Work required :: In the records below, some lines contain the word "distant". Copy each of them.

**** Data to process

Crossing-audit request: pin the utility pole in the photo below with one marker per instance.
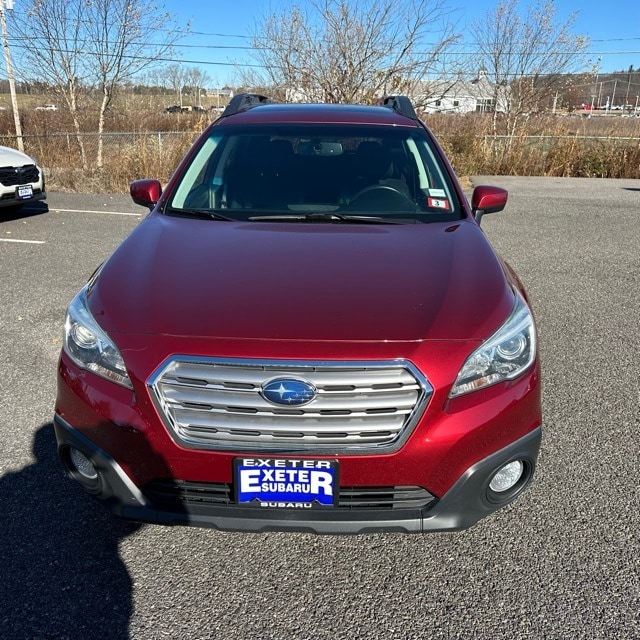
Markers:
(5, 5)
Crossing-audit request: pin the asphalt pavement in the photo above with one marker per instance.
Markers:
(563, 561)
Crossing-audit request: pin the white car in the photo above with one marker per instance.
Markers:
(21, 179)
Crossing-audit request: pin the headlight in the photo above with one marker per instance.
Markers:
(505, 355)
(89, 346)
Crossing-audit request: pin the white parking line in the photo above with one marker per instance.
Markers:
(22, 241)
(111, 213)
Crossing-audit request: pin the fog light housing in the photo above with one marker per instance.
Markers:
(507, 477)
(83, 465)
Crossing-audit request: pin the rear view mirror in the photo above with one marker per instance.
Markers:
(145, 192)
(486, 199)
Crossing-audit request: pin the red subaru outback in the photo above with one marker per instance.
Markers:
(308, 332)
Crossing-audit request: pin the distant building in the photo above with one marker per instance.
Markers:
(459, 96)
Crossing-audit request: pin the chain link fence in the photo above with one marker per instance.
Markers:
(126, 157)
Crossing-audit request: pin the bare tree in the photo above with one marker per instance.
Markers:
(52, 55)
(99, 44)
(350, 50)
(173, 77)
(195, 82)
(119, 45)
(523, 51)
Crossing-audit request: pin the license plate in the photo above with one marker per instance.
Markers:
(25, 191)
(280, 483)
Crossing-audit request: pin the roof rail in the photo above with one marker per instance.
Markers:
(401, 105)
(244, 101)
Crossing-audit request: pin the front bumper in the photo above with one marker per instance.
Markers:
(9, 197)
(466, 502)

********
**** Data to process

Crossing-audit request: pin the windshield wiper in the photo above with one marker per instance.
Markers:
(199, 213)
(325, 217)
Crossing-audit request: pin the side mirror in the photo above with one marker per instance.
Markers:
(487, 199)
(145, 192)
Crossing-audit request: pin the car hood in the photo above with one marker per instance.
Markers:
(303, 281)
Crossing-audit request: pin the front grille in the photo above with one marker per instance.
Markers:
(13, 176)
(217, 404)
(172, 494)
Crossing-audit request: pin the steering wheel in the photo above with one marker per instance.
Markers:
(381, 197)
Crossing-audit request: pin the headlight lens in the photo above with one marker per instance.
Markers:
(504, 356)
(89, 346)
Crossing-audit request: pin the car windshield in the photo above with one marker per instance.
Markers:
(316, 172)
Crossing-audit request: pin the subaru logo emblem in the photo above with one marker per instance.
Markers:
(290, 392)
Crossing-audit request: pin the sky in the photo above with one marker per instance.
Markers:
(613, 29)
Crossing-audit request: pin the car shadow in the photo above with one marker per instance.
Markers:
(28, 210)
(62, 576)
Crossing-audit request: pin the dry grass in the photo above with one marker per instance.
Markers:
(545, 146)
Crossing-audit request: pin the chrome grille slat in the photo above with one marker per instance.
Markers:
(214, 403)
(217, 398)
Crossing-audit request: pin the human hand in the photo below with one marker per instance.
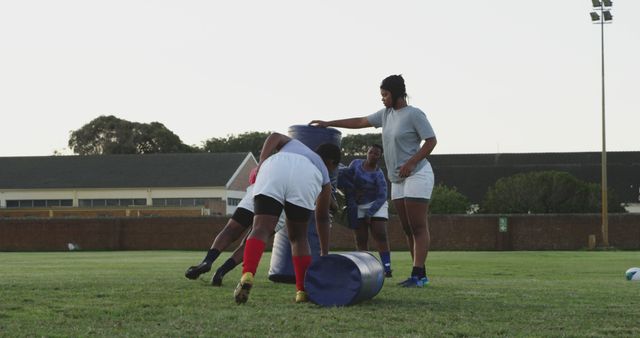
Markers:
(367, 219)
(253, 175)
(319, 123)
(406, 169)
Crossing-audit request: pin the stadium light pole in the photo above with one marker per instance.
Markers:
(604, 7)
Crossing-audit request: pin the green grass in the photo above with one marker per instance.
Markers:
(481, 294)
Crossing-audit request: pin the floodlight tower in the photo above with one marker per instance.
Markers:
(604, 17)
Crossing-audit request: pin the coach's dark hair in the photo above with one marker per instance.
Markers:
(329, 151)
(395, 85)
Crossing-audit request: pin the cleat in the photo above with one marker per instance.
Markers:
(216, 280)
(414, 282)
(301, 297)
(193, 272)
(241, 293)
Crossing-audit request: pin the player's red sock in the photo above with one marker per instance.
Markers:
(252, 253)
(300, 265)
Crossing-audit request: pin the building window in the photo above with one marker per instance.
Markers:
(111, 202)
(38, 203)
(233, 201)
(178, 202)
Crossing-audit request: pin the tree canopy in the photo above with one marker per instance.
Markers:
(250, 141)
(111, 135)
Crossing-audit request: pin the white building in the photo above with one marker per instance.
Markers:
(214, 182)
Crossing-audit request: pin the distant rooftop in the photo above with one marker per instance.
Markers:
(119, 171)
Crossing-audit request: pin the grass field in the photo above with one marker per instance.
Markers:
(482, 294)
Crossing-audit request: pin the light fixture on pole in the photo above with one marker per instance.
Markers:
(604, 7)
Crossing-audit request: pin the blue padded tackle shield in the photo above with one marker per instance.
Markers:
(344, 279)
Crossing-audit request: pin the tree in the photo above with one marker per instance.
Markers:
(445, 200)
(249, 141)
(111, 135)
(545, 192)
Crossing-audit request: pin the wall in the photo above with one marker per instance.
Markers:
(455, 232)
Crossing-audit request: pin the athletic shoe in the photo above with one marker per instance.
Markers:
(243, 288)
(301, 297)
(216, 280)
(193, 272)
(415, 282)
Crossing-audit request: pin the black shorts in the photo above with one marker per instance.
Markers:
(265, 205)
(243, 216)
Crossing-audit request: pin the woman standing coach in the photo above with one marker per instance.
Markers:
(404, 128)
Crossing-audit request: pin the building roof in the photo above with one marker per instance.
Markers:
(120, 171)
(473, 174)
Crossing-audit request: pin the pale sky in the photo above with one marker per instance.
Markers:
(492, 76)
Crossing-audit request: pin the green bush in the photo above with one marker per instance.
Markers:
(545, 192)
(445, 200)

********
**** Data to process

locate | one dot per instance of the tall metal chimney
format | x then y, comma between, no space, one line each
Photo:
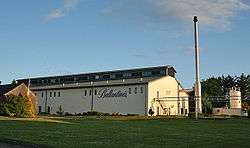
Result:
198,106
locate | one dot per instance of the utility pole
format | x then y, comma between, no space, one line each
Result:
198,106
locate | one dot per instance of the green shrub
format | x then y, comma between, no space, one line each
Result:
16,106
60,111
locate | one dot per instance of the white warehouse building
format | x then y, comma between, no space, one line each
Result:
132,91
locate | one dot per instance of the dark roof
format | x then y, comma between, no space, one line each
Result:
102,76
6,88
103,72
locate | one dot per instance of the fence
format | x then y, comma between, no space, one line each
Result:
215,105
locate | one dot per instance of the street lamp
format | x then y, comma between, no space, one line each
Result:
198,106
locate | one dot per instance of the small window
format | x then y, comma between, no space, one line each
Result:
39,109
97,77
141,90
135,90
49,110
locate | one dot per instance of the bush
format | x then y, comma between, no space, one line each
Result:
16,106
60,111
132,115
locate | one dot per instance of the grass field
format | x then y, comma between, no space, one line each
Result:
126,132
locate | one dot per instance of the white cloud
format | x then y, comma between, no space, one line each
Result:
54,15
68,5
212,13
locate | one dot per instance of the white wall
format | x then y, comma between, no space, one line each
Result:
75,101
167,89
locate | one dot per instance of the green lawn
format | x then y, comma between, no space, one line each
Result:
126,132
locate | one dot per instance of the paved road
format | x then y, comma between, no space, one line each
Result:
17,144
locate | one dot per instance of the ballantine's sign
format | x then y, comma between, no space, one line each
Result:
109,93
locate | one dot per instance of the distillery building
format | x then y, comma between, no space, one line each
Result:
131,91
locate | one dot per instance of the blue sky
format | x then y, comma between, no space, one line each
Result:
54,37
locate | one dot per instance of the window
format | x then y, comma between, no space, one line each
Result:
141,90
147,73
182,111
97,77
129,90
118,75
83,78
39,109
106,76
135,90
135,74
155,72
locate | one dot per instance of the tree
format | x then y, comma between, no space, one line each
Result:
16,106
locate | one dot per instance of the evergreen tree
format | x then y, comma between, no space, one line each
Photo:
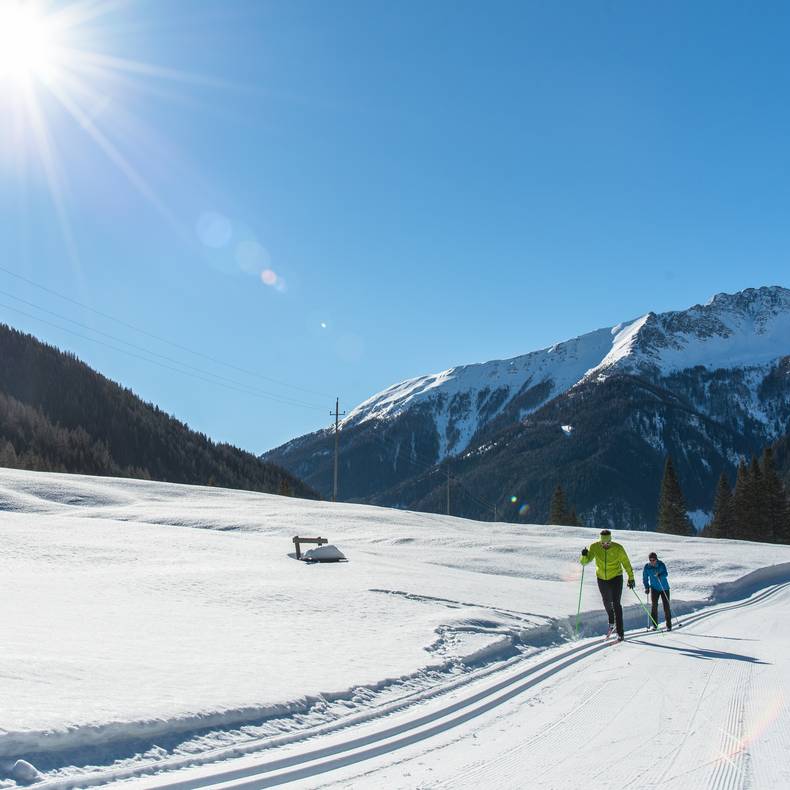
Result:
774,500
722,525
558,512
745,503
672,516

********

Task response ::
Crossing-audit request: pin the distant building in the photo above with one marker per instance.
Crossing-audit request: pin the distant rooftop in the photo above with one marker per instance.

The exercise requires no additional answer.